* _Input data_
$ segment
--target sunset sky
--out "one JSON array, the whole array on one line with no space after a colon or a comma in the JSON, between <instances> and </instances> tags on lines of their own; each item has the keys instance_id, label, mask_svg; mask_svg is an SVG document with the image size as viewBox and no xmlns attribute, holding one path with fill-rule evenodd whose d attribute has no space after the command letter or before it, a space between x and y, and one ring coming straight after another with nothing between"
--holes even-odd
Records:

* _Your assignment_
Copy each line of the listing verbatim.

* _Response_
$ segment
--target sunset sky
--out "one JSON array, the whole array on one line with no space after a colon or a comma in the JSON, between <instances> and </instances> tags on lines of their own; each item has the keys instance_id, label, mask_svg; mask_svg is an SVG document with the image size as viewBox and no xmlns attribute, holding one path with fill-rule evenodd whose d attribute has no space after the command letter or before it, a space between x and y, and one ring coming straight after another with nothing between"
--holes even-odd
Records:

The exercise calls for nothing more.